→ INPUT DATA:
────
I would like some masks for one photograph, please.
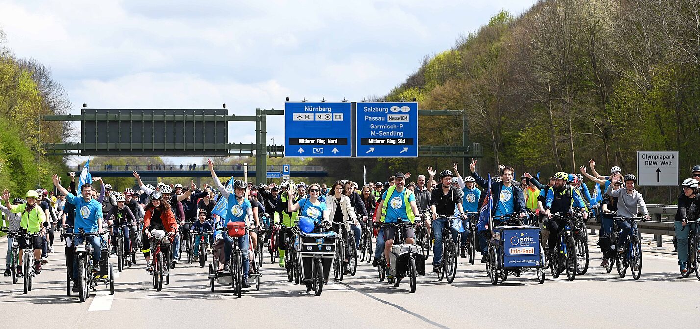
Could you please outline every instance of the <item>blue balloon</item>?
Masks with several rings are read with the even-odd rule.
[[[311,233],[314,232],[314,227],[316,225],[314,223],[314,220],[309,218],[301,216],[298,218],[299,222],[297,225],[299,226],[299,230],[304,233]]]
────
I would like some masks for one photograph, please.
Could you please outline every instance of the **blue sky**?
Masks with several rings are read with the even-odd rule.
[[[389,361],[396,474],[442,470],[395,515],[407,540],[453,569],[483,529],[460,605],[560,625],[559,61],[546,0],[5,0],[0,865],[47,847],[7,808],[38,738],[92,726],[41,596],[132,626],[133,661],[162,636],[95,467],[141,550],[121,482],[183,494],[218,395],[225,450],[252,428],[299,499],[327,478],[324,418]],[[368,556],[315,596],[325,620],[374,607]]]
────
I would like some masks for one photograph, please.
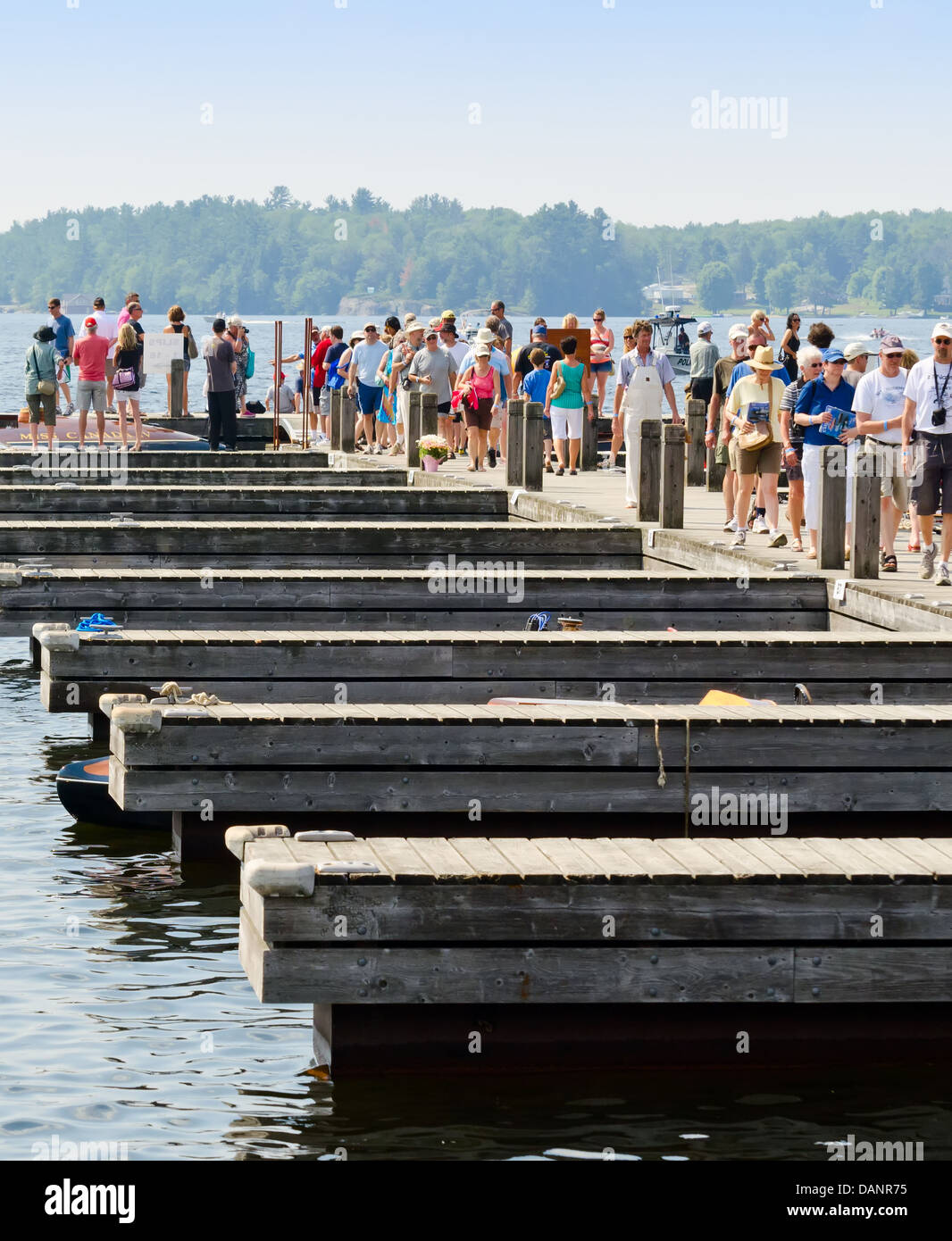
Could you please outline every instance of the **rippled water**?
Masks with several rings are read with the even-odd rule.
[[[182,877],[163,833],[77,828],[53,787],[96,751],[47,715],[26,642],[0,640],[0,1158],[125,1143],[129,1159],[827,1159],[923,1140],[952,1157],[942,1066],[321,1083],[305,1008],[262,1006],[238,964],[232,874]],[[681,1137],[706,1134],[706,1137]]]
────
→ BRIEF: Show each line of the records above that contains the word "outline", copying every such line in full.

→ COMPLETE OUTPUT:
Could you please outline every instance of the <item>blue balloon</item>?
Could you please outline every instance of the **blue sky**?
Could you please outline every instance of the **rippled water**?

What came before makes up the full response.